Instructions to follow: Return the following lines unchanged.
[BEGIN Supplied information]
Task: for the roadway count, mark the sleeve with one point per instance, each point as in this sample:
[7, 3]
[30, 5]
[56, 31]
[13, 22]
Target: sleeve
[END Supplied information]
Exercise solution:
Task: for the roadway count, mark the sleeve with one point per instance, each point as in this sample:
[7, 3]
[30, 5]
[56, 31]
[13, 22]
Target: sleeve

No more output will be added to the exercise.